Job: Pull out every line in the records below that contains the word "stone", and copy each one in full.

Labels for points on objects
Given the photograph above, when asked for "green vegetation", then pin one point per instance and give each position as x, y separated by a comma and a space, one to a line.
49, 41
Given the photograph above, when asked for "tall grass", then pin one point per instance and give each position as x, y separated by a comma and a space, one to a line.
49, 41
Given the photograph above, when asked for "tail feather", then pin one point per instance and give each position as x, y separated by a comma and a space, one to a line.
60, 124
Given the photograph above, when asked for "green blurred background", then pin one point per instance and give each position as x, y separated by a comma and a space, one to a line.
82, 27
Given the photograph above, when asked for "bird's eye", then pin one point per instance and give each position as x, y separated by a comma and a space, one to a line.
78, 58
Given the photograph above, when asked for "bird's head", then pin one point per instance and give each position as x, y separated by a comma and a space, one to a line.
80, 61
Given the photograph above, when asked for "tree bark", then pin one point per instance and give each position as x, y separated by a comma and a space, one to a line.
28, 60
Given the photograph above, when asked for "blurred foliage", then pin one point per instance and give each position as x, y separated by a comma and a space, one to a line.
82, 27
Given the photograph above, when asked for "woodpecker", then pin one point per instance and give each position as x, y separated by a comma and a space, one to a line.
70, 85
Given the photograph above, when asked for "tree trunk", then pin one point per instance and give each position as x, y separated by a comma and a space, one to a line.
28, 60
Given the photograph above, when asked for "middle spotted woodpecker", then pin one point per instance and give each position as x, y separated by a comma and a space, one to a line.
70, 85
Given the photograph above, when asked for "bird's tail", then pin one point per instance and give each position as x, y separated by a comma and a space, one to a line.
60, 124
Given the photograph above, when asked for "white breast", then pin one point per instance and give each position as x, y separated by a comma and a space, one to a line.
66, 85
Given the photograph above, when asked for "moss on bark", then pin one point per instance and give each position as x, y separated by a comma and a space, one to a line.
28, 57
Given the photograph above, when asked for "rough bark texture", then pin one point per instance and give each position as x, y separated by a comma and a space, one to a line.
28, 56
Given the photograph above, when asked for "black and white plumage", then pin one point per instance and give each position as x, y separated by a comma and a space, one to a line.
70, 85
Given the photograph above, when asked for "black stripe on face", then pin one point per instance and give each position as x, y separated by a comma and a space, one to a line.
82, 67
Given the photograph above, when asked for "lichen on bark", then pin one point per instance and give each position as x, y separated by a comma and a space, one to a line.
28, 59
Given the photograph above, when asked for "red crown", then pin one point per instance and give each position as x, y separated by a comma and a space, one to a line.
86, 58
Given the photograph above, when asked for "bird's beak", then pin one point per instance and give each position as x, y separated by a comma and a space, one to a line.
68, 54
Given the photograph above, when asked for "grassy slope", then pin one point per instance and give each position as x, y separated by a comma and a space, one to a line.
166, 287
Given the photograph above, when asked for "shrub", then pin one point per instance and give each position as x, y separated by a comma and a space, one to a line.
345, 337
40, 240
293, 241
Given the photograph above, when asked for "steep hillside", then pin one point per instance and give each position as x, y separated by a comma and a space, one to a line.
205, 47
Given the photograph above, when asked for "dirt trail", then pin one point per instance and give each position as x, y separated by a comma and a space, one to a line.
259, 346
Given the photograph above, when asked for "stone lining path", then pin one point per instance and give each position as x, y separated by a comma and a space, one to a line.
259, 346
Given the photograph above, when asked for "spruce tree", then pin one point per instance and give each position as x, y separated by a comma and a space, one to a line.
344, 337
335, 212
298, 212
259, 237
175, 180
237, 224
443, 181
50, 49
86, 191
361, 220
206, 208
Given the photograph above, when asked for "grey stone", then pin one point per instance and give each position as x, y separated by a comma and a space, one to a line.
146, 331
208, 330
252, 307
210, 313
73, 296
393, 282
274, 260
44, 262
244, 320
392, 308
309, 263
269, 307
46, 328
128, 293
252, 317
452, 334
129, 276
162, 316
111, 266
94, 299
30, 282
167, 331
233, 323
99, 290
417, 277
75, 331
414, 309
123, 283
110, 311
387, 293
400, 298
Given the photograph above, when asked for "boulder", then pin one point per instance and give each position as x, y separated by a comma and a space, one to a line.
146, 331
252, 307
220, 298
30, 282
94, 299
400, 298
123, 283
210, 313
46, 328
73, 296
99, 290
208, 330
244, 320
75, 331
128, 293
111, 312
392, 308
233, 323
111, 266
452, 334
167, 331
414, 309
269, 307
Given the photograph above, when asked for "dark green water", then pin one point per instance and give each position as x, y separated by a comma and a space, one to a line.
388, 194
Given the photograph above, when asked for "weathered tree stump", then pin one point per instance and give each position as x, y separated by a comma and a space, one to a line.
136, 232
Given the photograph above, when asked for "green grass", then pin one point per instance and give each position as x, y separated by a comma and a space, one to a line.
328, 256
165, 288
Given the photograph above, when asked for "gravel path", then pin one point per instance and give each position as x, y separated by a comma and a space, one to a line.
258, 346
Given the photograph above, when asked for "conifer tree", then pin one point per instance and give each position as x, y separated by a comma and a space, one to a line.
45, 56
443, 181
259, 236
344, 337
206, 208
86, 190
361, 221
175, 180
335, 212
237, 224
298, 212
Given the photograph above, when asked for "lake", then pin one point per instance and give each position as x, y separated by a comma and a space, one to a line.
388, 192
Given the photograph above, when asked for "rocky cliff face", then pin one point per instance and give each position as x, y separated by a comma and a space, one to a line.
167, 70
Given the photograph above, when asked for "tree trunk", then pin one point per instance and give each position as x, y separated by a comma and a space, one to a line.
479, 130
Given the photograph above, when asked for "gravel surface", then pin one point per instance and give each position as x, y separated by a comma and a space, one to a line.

Result of the exercise:
Given the photograph above, when asked for "stone lining path", then pin one point per instance and give each position as x, y separated by a comma and a space, one to a line.
Given the photograph above, when asked for "grey stone", then pin one point per instance and give each position as x, y separated by a comma and a space, one to a line.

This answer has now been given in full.